> **Quoted passage**:
********************
A common critique is that wage inequalities between the South and the North can be explained by the higher productivity of northern workers in comparison to southern workers. However, productivity in conventional economics is determined by prices, not by actual productivity. Northern states and firms leverage their power within the global commodity chains to depress prices of final products, thus their productivity seems to improve as compared to their counterparts in the South, even though the production process is unchanged. Therefore, differences in wages between the Global South and the Global North can be explained by the exploitation of Southern workers, who are paid less for the same work as compared to their northern counterparts.

Looking into how price inequalities are maintained, making possible the process of exploitation just outlined, Hickel et al. point to the unequal distribution of power among countries. One central element to consider is that through patents, northern firms set prices artificially high. As 97% of all patents are held by corporations in high-income countries, this skews the equilibrium disproportionally in favor of the latter.

Another crucial factor is the geo-political imbalances in the world economy, maintained through the institutions of international economic governance: Northern countries hold the majority (despite representing the minority of the world population) within the main institutions, like the International Monetary Fund (IMF), the World Bank (WB) and the World Trade Organization (WTO, where bargaining power is determined by market size and the United States holds effective veto power).

Moreover, structural adjustments programs (SAPs) brought about massive cuts in public expenditure in the Global South, decreasing salaries, weakening labor rights and curtailing unions. Free trade agreements (FTAs) and SAPs forced global South governments to remove tariffs and subsidies and protect new industries, preventing import substitution that would have contributed to driving prices down.

Other important factors that perpetuate price inequalities are the problem of tax evasion and illicit financial flows that drive massive amounts of economic resources from Southern to Northern countries, and the structural dependence on foreign investors and access to Northern markets that forces Southern firms and countries to compete with each other, in a race to the bottom.
********************
> **Tasks to carry out**:
1. Do these statements agree with the passage on North–South wage inequality? Answer yes or no for each, quoting the deciding words of the passage.
(a) Corporations in high-income countries hold 97% of all patents.
(b) Northern countries make up the majority of the world population.
(c) Structural adjustment programs raised public spending in the Global South.
2. Could you extend the passage on North–South wage inequality, picking up after its final sentence about the race to the bottom?

> **Information shown**:
********************
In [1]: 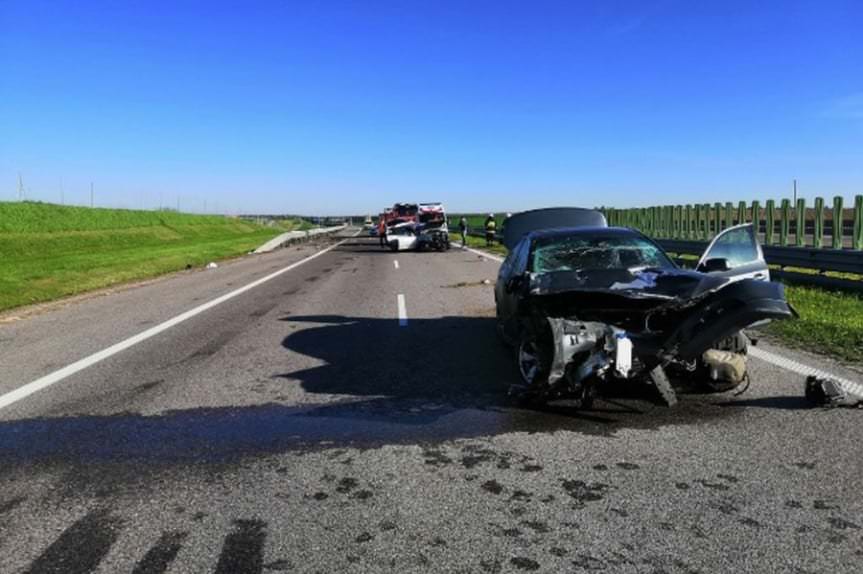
********************
> **Answers**:
1.
(a) Yes: "97% of all patents are held by corporations in high-income countries"
(b) No: "despite representing the minority of the world population"
(c) No: "structural adjustments programs (SAPs) brought about massive cuts in public expenditure in the Global South"

2.
As clearly put by Hickel et al: “Structural power imbalances in the world economy ensure that labor and resources in the South remain cheap and accessible to international capital, while Northern exports enjoy comparatively higher prices. These price differentials enable a significant drain of labor and resources from the South.”

== In Marxist economics ==

Karl Marx aimed to go beyond moral discussion, in order to establish what, objectively speaking, real values are, how they are established, and what the objective regulating principles of trade are, basing himself principally on the insights of Adam Smith and David Ricardo (but many other classical political economists as well). He was no longer immediately concerned with what a "morally justified price" is, but rather with what "objective economic value" is, such as is established in real market activity and real trading practices.

Marx's answer is that "real value" is essentially the normal labour cost involved in producing it, its real production cost, measured in units of labour time or in cost-prices. Marx argues that the "real values" in a capitalist economy take the form of prices of production, defined as the sum of the average cost price (goods used up + labour costs + operating expenses) and the average profit reaped by the producing enterprises.

Formally, the exchange between Capital and Labour is equal in the marketplace, because, assuming everybody has free access to the market, and an adequate legal-security framework exists protecting people against
robbery, then all contractual relations are established through free and voluntary consent, on the basis of juridical equality of all citizens before
the law. If that equality breaks down, it can only be, because of immoral behaviour by citizens.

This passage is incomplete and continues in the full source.